It is difficult to understate the extent to which capital has become transnationally integrated, concentrated, and centralized in the TCC. One 2011 analysis of the share ownerships of 43,000 TNCs identified a core of 1,318 with interlocking ownerships that tied the TNCs in this core tightly to each other. Each of these core TNCs had ties to two or more other companies, with an average number of 20. Although they represented only 20 percent of global operating revenues, these 1,318 TNCs appeared to collectively own through their shares the majority of the world’s largest blue chip and manufacturing firms. These firms accounted for another 60 percent of global operating revenue, and since the core, according to the report, exercises control over the TNC structure, it effectively controls over 80 percent of the world’s revenue.

Moreover, much of this web is woven around a “super-entity” of 147 even more tightly knit companies—all of their ownership is held by other members of the super-entity—that controls 40 percent of the total wealth in the network.3 In other words, less than 1 percent of the companies control 40 percent of the entire network. The top 100 corporations have an average of 20 holding companies each, domiciled in low-tax jurisdictions around the world; more than 500 affiliates, each spread over many countries; and supply chains that span the globe.

These corporate colossi are clustered in the banking and financial sector, “fourth industrial revolution” technology companies (especially IT, automation, and telecommunications), the energy industry, and the military-industrial-engineering-security complex.4 This congruent concentration and centralization suggests that the global economy is acquiring the character of a planned oligopoly, with centralized planning taking place within the inner network of TNC nodes. In particular, the transnational capital class has gained enormous structural power over states and political processes in its pursuit of global corporate interests.

Greece provides a textbook case of how the structural power of transnational capital subsumes the direct power of states (and of working classes and leftist governments that manage to win state power). The leftist party Syriza won office (but not power) in early 2015 through an anti-austerity program that came on the heels of several years of protest by Greek workers against the debt crisis imposed on the country by transnational investors, exerting control via the European Union. Once in office, the Syriza government caved under enormous pressure from the “troika”—the European Central Bank, the German government, and the IMF, acting as a collective representative of the TCC. The troika made emergency loans to avoid default and resultant isolation from global financial markets conditional on further austerity and the sale to transnational investors of what remained of the Greek public sector.

The linkage between globalized capitalism, economic control, and political domination is critical to the coalescence of the new power structure. The TCC has been trying to position itself, with limited success, as a new global ruling class. Capitalists and ruling elites first sought to transnationalize in an effort to break the power that the working classes had achieved in their respective countries through the mass popular movements and anti-colonial struggles of the post–World War II period, culminating in the tumultuous decade of the 1960s. Going global allowed the emerging TCC and its political and bureaucratic agents in states and international agencies to dismantle the diverse forms of redistributive or “social” capitalism that had come into being in the wake of the 1930s Great Depression, such as the New Deal in the US and social democracy in Western Europe. In this way, globalization weakened the power of labor at the national level. What followed is a well-known story: decreased levels of unionization, the onset of austerity and privatization, and the spread of new systems of labor control. New work arrangements are increasingly “flexible,” meaning that workers are often forced to give up full-time tenured employment for part-time, temporary, informal, and contract work.
--- --- ---
### Tasks to complete
**A.** According to the passage on transnational capital, how many companies make up the "super-entity"?
**B.** List the sectors in which the passage on transnational capital says the corporate colossi are clustered.
Base every answer solely on the passage on transnational capital.

### Dataset section
--- --- ---
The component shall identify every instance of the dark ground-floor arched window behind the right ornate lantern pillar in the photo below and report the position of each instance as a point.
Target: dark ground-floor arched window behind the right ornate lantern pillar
--- --- ---
### Answers by task
**A.** 147

**B.**
- The banking and financial sector
- "Fourth industrial revolution" technology companies (especially IT, automation, and telecommunications)
- The energy industry
- The military-industrial-engineering-security complex